Work to complete: Please return each of the entries below word for word, leaving the pictures out of your answer.

begin

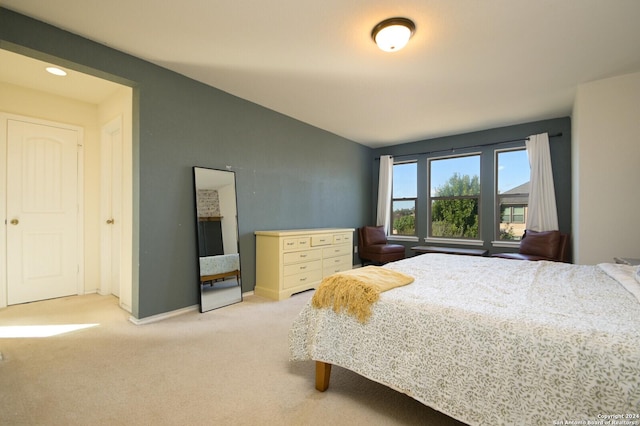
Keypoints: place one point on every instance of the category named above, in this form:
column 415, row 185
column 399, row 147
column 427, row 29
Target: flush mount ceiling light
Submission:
column 56, row 71
column 393, row 34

end

Exercise answer:
Keypoints: place one point on every instance of the category named above, in this form:
column 415, row 185
column 399, row 147
column 427, row 29
Target: flush mount ceiling light
Submission:
column 56, row 71
column 393, row 34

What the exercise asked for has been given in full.